Quoted passage –
+++

Monday, July 19, 2010

Ah, Those Hearts and Minds

What should be clear through even a cursory study of historical antecedents, and a practical look at current events through the lens of a medieval society for whom fundamental religious devotion inscribes every facet of life, is finally identified as the result of a survey. Where field researchers with the International Council on Security and Development interviewed over 500 men in rural Kandahar and Helmand provinces, to discover that the majority remain sturdily unconvinced that NATO has any business whatever in Afghanistan.

In urban Kabul where the government of Hamid Karzai has some modicum of effectiveness and where international aid groups have been successful in liberalizing to some degree the manner in which women and girls are treated, it may be true that a large proportion of Afghans appreciate Western support. Where the population now has access to medical centres and children may now attend schools where girls were previously disallowed, and women may work to support themselves and men can shave beards without punishment.

In rural Afghanistan where the bulk of the population lives, a significant majority of Afghans (Pashtuns) feel that foreigners are a blight on their landscape, that respect for their traditions and for their religion is absent, and that it is "wrong" for them to work alongside international forces. And that the Western military offensive against the Taliban in Kandahar is not in their best interests.

+++

Data below –
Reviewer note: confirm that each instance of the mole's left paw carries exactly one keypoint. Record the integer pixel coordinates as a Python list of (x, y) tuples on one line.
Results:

+++

Check your understanding –
1. Retype everything in the post from "In rural Afghanistan" down to "their best interests.".
2. Answer these questions from the post:
(a) How many men did the field researchers interview?
(b) In which provinces did the interviews take place?
(c) Where, according to the post, does Hamid Karzai's government have some modicum of effectiveness?
3. According to the post, why may a large share of Afghans in urban Kabul appreciate Western support?
The data that comes after the post is separate material and has no link to it.

Task responses –
1.
In rural Afghanistan where the bulk of the population lives, a significant majority of Afghans (Pashtuns) feel that foreigners are a blight on their landscape, that respect for their traditions and for their religion is absent, and that it is "wrong" for them to work alongside international forces. And that the Western military offensive against the Taliban in Kandahar is not in their best interests.

2.
(a) Over 500 men.
(b) Rural Kandahar and Helmand provinces.
(c) In urban Kabul.

3. In Kabul, international aid groups have made life freer, especially for women and girls. People now have access to medical centers, girls can attend school, women may work to support themselves, and men can shave their beards without punishment.